* УЧЕБНОЕ ЗАДАНИЕ 1 *
Объясните, опираясь на текст о трезвости, почему давшие обет объединялись в общества.
* УЧЕБНОЕ ЗАДАНИЕ 2 *
На какой срок, согласно тексту о трезвости, давался обет не пить?
* УЧЕБНОЕ ЗАДАНИЕ 3 *
Продолжите текст о трезвости с того места, где он заканчивается.

* ИСХОДНЫЙ ТЕКСТ *
=======
Итак, о трезвости. Рачинский с его огромной и деятельной любовью к русскому народу не мог не видеть, какой страшной болезнью для него стало пьянство; и не сомневался, что лишь соборная церковная молитва может дать человеку освобождение и укрепление в трезвости. С самого Сергея Александровича и его ближайших сподвижников началась практика обетов трезвости, приносимых прилюдно, в храме, во время богослужения: человек обещал Богу и ближним не пить совсем (обет не знал привычных нам компромиссов) в течение года, а ровно через год обет возобновлялся. Давшие обет объединялись в общества, дабы поддерживать друг друга и вместе учиться жить без шкалика. Это ведь было не так просто и не безопасно – трезвенников не только дразнили и высмеивали, их, случалось, били – особенно когда они вместе выходили на свои крестные ходы. Но дело продолжалось!
=======
* ДАННЫЕ ДЛЯ РАЗБОРА *
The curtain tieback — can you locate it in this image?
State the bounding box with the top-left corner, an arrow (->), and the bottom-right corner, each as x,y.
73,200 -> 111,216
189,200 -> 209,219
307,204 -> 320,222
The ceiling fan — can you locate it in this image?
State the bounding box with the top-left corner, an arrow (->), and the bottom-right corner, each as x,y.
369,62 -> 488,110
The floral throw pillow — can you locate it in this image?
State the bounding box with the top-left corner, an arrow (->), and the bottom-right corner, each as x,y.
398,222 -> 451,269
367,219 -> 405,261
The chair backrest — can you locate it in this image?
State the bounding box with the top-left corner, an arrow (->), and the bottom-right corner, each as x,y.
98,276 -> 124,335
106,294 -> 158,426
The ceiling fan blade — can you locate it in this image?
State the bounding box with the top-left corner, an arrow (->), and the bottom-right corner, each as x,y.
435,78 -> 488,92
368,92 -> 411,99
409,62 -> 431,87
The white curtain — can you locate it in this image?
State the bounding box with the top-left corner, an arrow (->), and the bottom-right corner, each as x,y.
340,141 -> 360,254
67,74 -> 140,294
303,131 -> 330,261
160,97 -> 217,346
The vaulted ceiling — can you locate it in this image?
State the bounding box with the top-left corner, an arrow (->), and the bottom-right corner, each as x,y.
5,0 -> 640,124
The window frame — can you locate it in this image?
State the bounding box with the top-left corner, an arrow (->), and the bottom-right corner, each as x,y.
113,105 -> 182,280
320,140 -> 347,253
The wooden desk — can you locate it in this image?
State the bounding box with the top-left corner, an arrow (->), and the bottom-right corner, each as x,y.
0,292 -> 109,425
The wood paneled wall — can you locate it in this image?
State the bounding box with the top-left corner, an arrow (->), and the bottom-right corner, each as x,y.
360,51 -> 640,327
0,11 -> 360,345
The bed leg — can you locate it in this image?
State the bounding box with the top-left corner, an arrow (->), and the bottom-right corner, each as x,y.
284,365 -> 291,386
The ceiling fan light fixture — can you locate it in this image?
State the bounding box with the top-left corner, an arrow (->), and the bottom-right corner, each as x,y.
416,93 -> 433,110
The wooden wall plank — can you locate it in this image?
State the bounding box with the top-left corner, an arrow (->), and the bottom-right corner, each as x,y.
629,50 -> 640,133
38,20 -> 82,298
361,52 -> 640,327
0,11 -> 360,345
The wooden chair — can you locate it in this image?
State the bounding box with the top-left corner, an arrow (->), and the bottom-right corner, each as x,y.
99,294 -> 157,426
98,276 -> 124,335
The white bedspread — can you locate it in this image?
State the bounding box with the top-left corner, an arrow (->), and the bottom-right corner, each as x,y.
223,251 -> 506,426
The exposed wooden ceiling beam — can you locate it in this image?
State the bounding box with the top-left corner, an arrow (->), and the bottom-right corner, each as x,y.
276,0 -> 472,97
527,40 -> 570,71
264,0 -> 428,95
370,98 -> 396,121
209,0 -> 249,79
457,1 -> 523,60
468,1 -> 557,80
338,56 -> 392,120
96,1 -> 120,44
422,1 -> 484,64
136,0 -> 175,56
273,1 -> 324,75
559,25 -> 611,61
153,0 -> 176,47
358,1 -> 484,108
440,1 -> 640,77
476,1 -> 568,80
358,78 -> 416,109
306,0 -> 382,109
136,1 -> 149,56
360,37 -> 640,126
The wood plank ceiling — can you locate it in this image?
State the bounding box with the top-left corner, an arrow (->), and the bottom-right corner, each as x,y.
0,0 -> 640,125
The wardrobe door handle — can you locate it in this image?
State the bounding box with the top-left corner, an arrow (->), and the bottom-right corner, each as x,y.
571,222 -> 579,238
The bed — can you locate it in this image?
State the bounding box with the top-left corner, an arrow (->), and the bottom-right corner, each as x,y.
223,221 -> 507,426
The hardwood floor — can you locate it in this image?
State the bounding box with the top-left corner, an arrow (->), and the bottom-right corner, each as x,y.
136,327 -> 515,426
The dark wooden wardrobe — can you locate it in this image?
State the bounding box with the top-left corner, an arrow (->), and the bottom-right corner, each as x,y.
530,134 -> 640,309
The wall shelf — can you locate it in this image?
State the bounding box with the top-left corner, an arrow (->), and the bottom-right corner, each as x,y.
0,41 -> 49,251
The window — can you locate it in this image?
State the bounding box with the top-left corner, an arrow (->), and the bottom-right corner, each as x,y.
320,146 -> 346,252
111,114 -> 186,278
=======
* ОТВЕТ 1 *
Давшие обет объединялись в общества, чтобы поддерживать друг друга и вместе учиться жить без шкалика. Это было непросто и небезопасно: трезвенников дразнили, высмеивали, а случалось, и били, особенно во время их совместных крестных ходов.

* ОТВЕТ 2 *
На год, а ровно через год обет возобновлялся.

* ОТВЕТ 3 *
«От души поздравляю Вас с открытием при Вашей школе общества трезвости, – пишет Сергей Александрович учительнице Александре Штевен, – Вас, кажется, смущает малое число его членов. Но число это для начала совсем не малое, да и поверьте – всякое доброе дело имеет начало едва заметное и скромное. Именно на таких зернах горчичных почиет благословение Божие. Продолжаю получать массу писем, доказывающих мне, что дело наше находит сочувствие во всех углах России. Между корреспондентами моими до 25 священников. Едва успеваю отвечать, а отвечать нужно немедленно, обстоятельно и внимательно. Дело стоит на той точке, где и ничтожный толчок может привести его в движение. В Татеве не проходит литургии без новых присоединений» (декабрь 1889).
В своих статьях и очерках Сергей Александрович неустанно призывает образованное общество – и в первую очередь, духовенство – повернуться лицом с сельской школе, взять на себя ответственность за подлинное просвещение народа:
«Дело народной школы шире и глубже, чем всякая иная общественная деятельность. Для того, чтобы осилить его, нам нужно совершить внутренний подвиг… выйти из того лабиринта противоречий, в который завела нас вся наша внутренняя история нового времени – совместное (одновременное. – М.Б.) расширение умственного горизонта и сужение горизонта духовного».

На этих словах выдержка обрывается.